» **What is asked**
Extract the part of the listing that opens with the line containing "Every instance of the crown-shaped" and closes with the line containing "pixel 488 540", both lines included, and reproduce it verbatim.

* START Information supplied *

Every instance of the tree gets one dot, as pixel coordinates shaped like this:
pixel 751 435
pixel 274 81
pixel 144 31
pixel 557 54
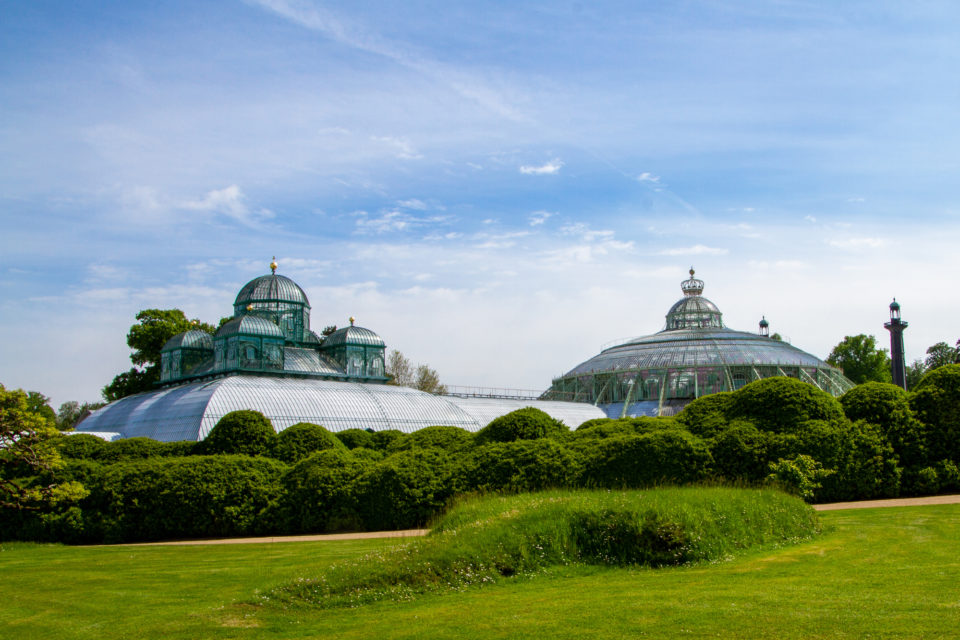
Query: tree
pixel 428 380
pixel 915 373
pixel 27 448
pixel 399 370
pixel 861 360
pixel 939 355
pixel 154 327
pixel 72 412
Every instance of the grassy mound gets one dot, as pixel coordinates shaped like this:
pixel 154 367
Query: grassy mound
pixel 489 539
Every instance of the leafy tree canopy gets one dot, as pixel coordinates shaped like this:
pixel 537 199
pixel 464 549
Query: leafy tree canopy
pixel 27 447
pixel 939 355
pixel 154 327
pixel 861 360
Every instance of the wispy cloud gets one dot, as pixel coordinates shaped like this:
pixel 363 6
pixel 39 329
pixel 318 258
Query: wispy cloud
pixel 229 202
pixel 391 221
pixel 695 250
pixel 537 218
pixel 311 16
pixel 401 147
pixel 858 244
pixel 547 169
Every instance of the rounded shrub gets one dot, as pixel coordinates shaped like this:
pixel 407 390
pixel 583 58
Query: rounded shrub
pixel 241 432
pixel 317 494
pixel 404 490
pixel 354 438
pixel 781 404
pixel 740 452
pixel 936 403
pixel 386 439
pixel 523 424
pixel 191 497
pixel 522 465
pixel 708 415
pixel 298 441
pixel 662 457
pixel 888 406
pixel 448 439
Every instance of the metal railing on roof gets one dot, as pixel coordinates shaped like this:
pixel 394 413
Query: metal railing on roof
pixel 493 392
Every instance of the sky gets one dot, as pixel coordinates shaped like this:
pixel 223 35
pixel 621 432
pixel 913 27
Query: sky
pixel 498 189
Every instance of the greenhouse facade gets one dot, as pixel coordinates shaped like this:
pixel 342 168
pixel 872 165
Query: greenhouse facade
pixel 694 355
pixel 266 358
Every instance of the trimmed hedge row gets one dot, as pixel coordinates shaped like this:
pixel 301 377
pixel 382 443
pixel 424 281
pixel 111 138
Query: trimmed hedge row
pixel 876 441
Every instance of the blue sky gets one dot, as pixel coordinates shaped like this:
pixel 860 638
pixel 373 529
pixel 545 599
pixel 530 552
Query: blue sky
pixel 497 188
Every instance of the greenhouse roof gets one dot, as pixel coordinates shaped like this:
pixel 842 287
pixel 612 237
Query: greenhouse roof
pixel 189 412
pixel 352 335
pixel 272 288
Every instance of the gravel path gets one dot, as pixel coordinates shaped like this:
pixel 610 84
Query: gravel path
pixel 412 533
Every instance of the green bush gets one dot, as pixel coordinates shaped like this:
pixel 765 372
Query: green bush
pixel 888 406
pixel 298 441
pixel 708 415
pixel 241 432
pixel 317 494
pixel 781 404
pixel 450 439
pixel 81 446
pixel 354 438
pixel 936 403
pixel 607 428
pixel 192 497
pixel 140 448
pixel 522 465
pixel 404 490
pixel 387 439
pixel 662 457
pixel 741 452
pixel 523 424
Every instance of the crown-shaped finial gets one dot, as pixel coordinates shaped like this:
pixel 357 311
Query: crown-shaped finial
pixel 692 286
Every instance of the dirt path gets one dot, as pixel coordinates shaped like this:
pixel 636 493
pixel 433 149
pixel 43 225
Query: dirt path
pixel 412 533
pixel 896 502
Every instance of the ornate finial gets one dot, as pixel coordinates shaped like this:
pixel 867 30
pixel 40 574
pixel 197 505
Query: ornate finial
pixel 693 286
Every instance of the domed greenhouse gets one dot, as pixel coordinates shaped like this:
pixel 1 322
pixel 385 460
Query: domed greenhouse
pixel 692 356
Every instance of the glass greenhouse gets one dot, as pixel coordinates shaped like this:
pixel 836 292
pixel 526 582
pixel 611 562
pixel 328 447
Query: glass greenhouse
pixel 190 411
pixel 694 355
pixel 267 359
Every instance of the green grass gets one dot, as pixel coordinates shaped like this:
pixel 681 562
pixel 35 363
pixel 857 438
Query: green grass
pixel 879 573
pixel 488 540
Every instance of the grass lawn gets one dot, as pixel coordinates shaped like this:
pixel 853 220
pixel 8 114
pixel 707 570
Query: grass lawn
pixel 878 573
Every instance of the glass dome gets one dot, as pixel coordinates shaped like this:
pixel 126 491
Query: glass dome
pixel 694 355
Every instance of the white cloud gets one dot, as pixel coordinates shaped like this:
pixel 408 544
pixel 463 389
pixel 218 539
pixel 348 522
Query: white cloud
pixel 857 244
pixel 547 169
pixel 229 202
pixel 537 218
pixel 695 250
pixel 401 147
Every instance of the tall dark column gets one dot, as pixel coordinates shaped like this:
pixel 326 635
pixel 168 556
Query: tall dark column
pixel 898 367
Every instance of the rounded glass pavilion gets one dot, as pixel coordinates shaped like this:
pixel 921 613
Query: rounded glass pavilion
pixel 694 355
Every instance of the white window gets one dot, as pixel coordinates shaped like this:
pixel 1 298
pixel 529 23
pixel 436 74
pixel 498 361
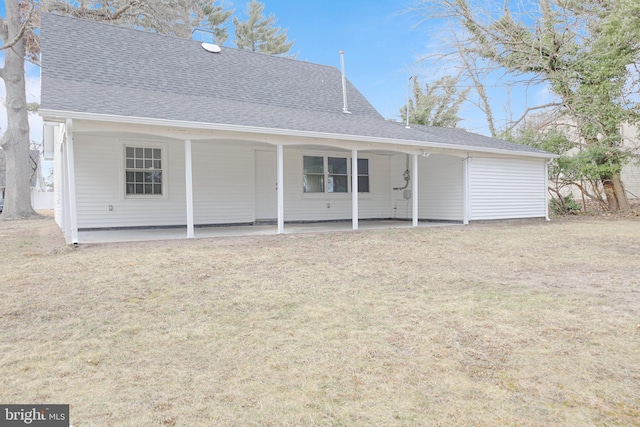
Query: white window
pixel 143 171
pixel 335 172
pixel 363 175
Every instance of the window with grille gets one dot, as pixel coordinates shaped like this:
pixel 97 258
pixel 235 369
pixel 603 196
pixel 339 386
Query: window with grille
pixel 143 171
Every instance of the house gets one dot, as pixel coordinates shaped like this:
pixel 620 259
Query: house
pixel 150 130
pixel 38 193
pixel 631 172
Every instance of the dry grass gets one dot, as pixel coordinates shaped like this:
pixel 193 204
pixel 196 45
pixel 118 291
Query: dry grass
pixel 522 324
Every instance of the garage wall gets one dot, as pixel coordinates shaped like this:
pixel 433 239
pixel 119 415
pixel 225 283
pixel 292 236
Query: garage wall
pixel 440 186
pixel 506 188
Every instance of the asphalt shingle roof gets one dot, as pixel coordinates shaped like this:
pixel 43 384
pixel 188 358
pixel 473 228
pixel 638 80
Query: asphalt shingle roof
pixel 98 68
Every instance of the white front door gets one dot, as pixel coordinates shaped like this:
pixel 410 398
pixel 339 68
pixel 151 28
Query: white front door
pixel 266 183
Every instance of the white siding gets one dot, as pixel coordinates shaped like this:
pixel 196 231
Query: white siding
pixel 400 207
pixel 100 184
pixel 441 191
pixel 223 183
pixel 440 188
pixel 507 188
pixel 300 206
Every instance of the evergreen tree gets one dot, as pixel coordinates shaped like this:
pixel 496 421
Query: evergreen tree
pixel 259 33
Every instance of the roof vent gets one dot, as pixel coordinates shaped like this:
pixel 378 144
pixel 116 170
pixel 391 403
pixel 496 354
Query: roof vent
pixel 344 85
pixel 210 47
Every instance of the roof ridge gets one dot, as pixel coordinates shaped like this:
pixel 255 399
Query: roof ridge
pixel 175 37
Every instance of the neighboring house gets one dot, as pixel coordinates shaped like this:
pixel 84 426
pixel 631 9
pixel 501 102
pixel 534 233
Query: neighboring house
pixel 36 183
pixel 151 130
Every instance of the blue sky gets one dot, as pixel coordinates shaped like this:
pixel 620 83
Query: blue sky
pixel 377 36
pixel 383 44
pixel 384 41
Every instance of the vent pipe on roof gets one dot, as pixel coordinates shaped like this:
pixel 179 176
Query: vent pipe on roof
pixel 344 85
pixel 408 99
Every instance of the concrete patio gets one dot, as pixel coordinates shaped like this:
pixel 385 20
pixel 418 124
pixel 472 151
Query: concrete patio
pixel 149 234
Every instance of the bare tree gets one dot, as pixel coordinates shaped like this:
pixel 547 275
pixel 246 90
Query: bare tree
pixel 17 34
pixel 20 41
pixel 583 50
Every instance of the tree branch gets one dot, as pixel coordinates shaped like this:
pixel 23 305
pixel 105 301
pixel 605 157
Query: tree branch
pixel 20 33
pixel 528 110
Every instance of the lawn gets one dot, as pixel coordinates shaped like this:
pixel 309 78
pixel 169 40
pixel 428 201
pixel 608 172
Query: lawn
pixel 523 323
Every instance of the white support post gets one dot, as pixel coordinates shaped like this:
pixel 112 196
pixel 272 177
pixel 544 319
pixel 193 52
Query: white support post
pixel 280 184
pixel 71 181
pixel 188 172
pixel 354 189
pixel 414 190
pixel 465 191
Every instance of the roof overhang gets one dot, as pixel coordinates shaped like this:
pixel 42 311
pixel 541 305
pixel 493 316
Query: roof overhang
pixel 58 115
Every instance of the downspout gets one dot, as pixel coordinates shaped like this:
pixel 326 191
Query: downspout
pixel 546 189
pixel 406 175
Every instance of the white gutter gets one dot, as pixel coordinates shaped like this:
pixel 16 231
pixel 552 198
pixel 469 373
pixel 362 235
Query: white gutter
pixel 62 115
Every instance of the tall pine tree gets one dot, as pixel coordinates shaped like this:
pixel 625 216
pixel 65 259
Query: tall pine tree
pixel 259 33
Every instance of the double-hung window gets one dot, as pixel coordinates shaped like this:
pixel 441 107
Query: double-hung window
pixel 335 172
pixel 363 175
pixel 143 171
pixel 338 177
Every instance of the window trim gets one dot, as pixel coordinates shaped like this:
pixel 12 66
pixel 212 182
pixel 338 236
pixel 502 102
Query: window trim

* END Information supplied *

» **Correct output**
Every instance of the crown-shaped finial gets one dot, as pixel coordinates shaped like this:
pixel 357 311
Query: crown-shaped finial
pixel 692 286
Every instance of the dirt path gets one dot, as pixel coordinates shaped like this:
pixel 636 493
pixel 433 149
pixel 43 225
Query: dirt path
pixel 412 533
pixel 896 502
Every instance of the ornate finial gets one dot, as pixel coordinates shaped like this:
pixel 867 30
pixel 40 574
pixel 197 505
Query: ornate finial
pixel 693 286
Every instance of the domed greenhouse gets one dot, as pixel coordinates shaped like this:
pixel 1 322
pixel 385 460
Query: domed greenhouse
pixel 692 356
Every instance of the glass greenhouse gets one dot, as pixel coordinates shaped like this:
pixel 836 292
pixel 526 582
pixel 611 562
pixel 328 447
Query: glass greenhouse
pixel 190 411
pixel 694 355
pixel 267 359
Every instance of the green grass gets one dot, as pixel coordinates shaped like this:
pixel 681 562
pixel 35 363
pixel 857 438
Query: green grass
pixel 879 573
pixel 488 540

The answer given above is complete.